■ TASK DESCRIPTION ■
Include in the output the line containing "Phrase: dining table" and each subsequent line of the records, through the end, transcribed exactly. Add nothing else.

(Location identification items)
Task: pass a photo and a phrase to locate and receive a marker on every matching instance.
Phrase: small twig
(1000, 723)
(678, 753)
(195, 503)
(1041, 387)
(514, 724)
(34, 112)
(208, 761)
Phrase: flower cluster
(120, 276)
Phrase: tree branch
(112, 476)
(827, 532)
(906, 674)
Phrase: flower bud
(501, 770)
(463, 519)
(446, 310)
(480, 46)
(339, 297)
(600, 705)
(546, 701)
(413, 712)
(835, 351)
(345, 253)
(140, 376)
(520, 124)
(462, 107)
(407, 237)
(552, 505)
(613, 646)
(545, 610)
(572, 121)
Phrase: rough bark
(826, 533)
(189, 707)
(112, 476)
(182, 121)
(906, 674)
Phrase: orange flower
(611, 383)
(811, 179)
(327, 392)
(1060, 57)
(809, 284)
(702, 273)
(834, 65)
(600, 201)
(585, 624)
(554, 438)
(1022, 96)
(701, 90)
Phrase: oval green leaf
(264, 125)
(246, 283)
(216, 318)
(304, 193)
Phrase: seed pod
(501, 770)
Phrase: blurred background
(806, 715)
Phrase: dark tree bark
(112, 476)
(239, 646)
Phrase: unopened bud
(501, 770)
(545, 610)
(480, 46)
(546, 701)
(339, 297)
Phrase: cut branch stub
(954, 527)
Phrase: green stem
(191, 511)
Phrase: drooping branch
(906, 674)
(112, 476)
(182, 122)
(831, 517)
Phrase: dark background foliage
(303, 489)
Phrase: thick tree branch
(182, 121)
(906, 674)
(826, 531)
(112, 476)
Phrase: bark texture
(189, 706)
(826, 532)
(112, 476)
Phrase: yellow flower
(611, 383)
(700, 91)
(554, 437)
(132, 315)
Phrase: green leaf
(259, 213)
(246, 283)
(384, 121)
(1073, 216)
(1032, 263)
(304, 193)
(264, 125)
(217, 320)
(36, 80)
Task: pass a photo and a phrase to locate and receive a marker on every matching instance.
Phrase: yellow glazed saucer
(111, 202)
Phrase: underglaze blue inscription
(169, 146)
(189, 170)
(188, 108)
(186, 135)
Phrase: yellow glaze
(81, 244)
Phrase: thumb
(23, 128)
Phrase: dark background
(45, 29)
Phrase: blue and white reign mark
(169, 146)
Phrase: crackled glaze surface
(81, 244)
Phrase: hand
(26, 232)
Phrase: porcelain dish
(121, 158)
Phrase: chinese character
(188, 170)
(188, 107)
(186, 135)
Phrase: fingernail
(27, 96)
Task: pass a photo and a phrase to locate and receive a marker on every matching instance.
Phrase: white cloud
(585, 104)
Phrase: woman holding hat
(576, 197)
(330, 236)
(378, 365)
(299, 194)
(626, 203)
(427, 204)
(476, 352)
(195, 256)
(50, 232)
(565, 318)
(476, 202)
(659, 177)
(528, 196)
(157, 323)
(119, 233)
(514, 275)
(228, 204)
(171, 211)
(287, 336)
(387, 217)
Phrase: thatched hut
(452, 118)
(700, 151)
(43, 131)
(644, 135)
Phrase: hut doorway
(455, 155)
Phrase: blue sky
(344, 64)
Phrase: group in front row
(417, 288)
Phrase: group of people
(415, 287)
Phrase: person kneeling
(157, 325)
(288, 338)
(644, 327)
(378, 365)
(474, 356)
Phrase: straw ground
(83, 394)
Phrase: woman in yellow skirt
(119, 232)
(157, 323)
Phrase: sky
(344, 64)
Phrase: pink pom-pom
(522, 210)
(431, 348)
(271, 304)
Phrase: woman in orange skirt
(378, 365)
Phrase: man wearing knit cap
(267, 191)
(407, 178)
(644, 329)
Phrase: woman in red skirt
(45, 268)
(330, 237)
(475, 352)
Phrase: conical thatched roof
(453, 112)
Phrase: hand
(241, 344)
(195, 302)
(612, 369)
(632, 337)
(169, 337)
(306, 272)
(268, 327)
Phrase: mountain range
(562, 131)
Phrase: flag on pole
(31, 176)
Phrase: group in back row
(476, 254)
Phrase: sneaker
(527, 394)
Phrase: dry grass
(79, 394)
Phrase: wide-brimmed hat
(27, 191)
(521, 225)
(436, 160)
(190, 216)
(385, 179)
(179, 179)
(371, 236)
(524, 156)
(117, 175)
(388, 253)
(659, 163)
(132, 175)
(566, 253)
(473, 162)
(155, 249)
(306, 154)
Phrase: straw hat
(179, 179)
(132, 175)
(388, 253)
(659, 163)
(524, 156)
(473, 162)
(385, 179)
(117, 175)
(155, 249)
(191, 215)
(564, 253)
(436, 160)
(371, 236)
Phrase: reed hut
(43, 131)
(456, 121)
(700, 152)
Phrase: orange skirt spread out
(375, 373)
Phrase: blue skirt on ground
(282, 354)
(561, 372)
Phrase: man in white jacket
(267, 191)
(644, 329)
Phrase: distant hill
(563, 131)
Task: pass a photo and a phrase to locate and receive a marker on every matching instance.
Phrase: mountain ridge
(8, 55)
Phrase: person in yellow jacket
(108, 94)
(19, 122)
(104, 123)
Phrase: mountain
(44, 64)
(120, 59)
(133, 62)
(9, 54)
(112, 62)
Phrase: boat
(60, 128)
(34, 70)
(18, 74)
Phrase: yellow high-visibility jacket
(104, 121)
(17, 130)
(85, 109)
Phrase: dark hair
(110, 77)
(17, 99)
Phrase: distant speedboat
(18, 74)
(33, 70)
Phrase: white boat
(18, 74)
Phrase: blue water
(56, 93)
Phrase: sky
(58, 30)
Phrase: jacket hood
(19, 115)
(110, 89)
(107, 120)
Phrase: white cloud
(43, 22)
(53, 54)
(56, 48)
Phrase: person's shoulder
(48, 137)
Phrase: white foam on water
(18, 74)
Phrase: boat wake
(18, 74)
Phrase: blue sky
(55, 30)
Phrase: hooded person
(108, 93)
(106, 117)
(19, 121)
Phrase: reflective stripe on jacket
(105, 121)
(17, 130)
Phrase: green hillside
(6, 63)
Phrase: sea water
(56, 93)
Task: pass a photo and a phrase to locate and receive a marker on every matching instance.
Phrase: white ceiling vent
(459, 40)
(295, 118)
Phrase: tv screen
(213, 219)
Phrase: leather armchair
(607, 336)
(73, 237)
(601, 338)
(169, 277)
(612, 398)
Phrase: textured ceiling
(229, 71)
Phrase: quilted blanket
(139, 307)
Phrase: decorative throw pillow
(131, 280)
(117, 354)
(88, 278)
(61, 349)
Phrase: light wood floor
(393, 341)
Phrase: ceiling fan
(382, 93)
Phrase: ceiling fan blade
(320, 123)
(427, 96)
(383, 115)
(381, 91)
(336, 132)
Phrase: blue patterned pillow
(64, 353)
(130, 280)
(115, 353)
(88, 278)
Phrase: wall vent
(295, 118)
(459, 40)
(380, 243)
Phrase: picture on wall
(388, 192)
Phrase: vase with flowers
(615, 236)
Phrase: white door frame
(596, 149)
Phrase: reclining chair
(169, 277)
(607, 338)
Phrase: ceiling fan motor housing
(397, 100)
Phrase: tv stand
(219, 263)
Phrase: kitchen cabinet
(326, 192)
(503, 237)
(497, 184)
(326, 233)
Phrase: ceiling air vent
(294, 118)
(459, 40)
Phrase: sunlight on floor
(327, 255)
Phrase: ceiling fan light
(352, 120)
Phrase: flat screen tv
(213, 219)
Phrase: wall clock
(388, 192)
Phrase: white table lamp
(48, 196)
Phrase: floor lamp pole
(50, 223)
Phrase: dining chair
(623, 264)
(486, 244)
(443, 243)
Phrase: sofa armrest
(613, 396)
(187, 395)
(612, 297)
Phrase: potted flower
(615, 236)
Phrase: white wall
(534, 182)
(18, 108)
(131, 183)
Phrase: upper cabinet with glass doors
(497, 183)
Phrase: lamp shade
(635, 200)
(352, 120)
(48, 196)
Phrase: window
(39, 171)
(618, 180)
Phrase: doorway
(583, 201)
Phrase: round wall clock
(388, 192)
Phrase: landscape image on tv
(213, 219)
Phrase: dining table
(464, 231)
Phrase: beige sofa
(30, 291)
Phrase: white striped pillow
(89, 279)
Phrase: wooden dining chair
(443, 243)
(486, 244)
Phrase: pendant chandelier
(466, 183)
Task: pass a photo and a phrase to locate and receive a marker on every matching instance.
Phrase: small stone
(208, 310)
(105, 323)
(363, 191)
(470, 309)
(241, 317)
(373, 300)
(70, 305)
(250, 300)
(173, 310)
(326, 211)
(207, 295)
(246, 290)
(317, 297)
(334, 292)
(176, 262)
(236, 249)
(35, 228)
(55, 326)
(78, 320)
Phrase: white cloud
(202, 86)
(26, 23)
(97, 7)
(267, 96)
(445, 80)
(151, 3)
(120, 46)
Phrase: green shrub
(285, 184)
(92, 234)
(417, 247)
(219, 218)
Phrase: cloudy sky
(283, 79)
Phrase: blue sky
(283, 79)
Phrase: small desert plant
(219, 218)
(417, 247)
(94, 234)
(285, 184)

■ ANSWER TO THIS TASK ■
Phrase: dining table
(464, 231)
Phrase: beige sofa
(30, 291)
Phrase: white striped pillow
(89, 279)
Phrase: wooden dining chair
(443, 243)
(486, 244)
Phrase: pendant chandelier
(466, 183)
Task: pass a photo and a phrase to locate and receive a marker on every matching instance.
Phrase: small stone
(208, 310)
(105, 323)
(363, 191)
(470, 309)
(241, 317)
(373, 300)
(70, 305)
(250, 300)
(173, 310)
(326, 211)
(207, 295)
(246, 290)
(317, 297)
(334, 292)
(176, 262)
(236, 249)
(35, 228)
(55, 326)
(78, 320)
Phrase: white cloud
(202, 86)
(26, 23)
(97, 7)
(267, 96)
(445, 80)
(151, 3)
(120, 46)
Phrase: green shrub
(285, 184)
(92, 234)
(417, 247)
(219, 218)
Phrase: cloudy sky
(283, 79)
Phrase: blue sky
(283, 79)
Phrase: small desert plant
(219, 218)
(417, 247)
(94, 234)
(285, 184)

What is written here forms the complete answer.